======== EXTRACTED RECORDS
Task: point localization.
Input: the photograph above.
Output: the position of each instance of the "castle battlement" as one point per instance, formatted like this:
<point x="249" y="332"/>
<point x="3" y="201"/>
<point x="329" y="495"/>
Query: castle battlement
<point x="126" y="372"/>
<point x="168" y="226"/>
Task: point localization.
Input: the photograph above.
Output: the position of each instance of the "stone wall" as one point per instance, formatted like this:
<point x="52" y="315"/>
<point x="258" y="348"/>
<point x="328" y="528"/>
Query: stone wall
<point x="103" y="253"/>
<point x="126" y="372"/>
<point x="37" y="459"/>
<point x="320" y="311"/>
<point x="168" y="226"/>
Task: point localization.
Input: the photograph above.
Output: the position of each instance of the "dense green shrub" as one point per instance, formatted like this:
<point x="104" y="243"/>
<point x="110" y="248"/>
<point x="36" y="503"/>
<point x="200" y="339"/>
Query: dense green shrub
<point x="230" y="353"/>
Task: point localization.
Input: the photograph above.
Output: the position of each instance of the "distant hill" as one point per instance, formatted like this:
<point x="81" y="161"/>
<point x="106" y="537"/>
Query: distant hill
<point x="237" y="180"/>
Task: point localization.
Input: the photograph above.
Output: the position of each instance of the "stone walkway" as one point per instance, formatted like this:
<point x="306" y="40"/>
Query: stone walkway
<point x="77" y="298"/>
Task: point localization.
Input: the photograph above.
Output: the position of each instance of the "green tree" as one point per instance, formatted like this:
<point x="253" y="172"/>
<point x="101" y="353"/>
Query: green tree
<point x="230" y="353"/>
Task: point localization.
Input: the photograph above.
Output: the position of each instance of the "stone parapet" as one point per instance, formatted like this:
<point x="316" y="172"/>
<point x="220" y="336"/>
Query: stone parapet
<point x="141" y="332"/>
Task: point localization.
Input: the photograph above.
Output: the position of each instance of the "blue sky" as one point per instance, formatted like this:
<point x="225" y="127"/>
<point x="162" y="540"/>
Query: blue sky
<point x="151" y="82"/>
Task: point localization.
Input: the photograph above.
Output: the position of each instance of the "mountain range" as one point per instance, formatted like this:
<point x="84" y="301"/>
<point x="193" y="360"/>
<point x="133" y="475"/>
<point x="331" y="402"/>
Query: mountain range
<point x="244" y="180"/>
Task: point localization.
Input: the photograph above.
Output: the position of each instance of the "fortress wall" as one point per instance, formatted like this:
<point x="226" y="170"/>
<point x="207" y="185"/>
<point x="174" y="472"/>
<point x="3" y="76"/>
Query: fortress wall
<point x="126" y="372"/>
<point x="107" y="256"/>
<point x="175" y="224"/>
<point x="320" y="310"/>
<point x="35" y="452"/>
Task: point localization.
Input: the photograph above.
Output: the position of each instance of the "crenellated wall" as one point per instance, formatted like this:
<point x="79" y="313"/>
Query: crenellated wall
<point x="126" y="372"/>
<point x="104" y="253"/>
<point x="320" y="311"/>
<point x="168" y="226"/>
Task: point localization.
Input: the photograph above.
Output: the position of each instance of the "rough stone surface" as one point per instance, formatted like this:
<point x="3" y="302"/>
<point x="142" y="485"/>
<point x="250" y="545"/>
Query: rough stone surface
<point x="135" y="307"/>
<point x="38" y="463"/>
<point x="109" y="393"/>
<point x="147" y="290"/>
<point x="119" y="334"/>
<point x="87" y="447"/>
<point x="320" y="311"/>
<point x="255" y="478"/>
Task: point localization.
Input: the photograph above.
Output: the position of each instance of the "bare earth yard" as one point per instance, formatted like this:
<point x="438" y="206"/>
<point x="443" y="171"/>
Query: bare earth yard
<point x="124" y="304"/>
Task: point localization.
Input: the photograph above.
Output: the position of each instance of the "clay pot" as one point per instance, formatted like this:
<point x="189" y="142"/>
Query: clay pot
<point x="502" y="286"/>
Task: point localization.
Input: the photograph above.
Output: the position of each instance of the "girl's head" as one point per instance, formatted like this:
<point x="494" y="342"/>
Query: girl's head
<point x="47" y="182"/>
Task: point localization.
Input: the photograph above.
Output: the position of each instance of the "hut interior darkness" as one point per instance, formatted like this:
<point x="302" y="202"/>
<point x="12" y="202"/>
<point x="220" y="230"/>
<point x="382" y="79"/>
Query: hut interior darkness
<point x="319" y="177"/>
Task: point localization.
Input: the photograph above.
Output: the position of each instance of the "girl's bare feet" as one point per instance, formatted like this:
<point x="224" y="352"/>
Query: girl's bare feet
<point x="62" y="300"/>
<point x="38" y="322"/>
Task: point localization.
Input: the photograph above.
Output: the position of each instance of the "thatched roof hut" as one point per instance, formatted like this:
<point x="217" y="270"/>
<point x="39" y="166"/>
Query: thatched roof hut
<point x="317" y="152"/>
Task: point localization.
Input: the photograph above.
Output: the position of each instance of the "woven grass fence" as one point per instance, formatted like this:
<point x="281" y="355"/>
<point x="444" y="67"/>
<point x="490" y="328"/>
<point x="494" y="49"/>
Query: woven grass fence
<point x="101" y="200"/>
================
- **PROBLEM TO WORK ON**
The data above should be reproduced in full, word for word.

- **PROBLEM SOLUTION**
Task: point localization.
Input: the photograph above.
Output: the position of each instance of the "castle battlement" as one point per instance, formatted like this:
<point x="249" y="332"/>
<point x="3" y="201"/>
<point x="329" y="495"/>
Query: castle battlement
<point x="126" y="372"/>
<point x="168" y="226"/>
Task: point localization.
Input: the photograph above.
Output: the position of each instance of the "stone wall" as one point per instance, formatted like this:
<point x="52" y="315"/>
<point x="258" y="348"/>
<point x="328" y="528"/>
Query: stone wall
<point x="103" y="253"/>
<point x="126" y="372"/>
<point x="37" y="459"/>
<point x="320" y="311"/>
<point x="168" y="226"/>
Task: point localization.
Input: the photograph above.
Output: the position of each instance of the "dense green shrub" as one point per instance, formatted like this:
<point x="104" y="243"/>
<point x="110" y="248"/>
<point x="36" y="503"/>
<point x="200" y="339"/>
Query: dense green shrub
<point x="230" y="353"/>
Task: point localization.
Input: the photograph above.
Output: the position of each instance of the "distant hill" as one point per instance, formatted like this:
<point x="81" y="161"/>
<point x="106" y="537"/>
Query: distant hill
<point x="237" y="180"/>
Task: point localization.
Input: the photograph above.
Output: the position of each instance of the "stone walkway" as one point per instance, formatted like this:
<point x="306" y="40"/>
Query: stone walkway
<point x="77" y="298"/>
Task: point localization.
Input: the photograph above.
Output: the position of each instance of the "green tree" as one point per instance, formatted like this:
<point x="253" y="172"/>
<point x="101" y="353"/>
Query: green tree
<point x="230" y="353"/>
Task: point localization.
Input: the photograph above.
Output: the position of each instance of the "stone parapet" as one point per instance, formatted like this:
<point x="316" y="172"/>
<point x="220" y="336"/>
Query: stone parapet
<point x="141" y="332"/>
Task: point localization.
Input: the photograph above.
Output: the position of each instance of the "blue sky" as one point per instance, formatted like this:
<point x="225" y="127"/>
<point x="162" y="540"/>
Query: blue sky
<point x="151" y="82"/>
Task: point localization.
Input: the photograph above.
Output: the position of each instance of the "mountain range" as one point per instance, formatted like this:
<point x="84" y="301"/>
<point x="193" y="360"/>
<point x="133" y="475"/>
<point x="331" y="402"/>
Query: mountain range
<point x="244" y="180"/>
Task: point localization.
Input: the photograph above.
Output: the position of each instance of the "fortress wall" as one point per instance, formatted like this:
<point x="226" y="170"/>
<point x="207" y="185"/>
<point x="174" y="472"/>
<point x="3" y="76"/>
Query: fortress wall
<point x="126" y="372"/>
<point x="107" y="256"/>
<point x="175" y="224"/>
<point x="320" y="310"/>
<point x="35" y="452"/>
Task: point localization.
Input: the photograph above.
Output: the position of each instance of the "crenellated wall" as one point per instance, formatted like this:
<point x="79" y="313"/>
Query: crenellated wall
<point x="126" y="372"/>
<point x="104" y="253"/>
<point x="320" y="311"/>
<point x="168" y="226"/>
Task: point localization.
Input: the photograph above.
Output: the position of each instance of the "rough stone surface" as one point per instance, formatted like this:
<point x="3" y="302"/>
<point x="142" y="485"/>
<point x="250" y="545"/>
Query: rough stone surface
<point x="135" y="307"/>
<point x="38" y="463"/>
<point x="109" y="393"/>
<point x="147" y="290"/>
<point x="119" y="334"/>
<point x="87" y="447"/>
<point x="320" y="311"/>
<point x="255" y="478"/>
Task: point localization.
Input: the photograph above.
Output: the position of each instance of the "bare earth yard" as one point per instance, formatted like this:
<point x="438" y="206"/>
<point x="443" y="171"/>
Query: bare earth yard
<point x="124" y="304"/>
Task: point localization.
Input: the photograph above.
Output: the position of each instance of the "clay pot" as one point per instance, formatted like this:
<point x="189" y="142"/>
Query: clay pot
<point x="502" y="286"/>
Task: point localization.
Input: the photograph above.
Output: the position of each instance of the "girl's head" as one point per instance, formatted like this:
<point x="494" y="342"/>
Query: girl's head
<point x="47" y="182"/>
Task: point localization.
Input: the photograph above.
Output: the position of each instance of the "hut interior darkness" as one point per instance, formatted like this:
<point x="302" y="202"/>
<point x="12" y="202"/>
<point x="220" y="230"/>
<point x="382" y="79"/>
Query: hut interior darkness
<point x="319" y="177"/>
Task: point localization.
Input: the photograph above.
Output: the position of each instance of the "girl's bare feet" as one point per instance, formatted like this:
<point x="224" y="352"/>
Query: girl's bare feet
<point x="62" y="300"/>
<point x="38" y="322"/>
Task: point localization.
Input: the photograph above.
Output: the position of each instance of the "thatched roof hut" as one point per instance, formatted like this:
<point x="217" y="270"/>
<point x="39" y="166"/>
Query: thatched roof hut
<point x="317" y="152"/>
Task: point localization.
Input: the photograph above.
Output: the position of each instance of the "woven grass fence" as one point per instance, formatted like this:
<point x="281" y="355"/>
<point x="444" y="67"/>
<point x="490" y="328"/>
<point x="494" y="49"/>
Query: woven grass fence
<point x="101" y="200"/>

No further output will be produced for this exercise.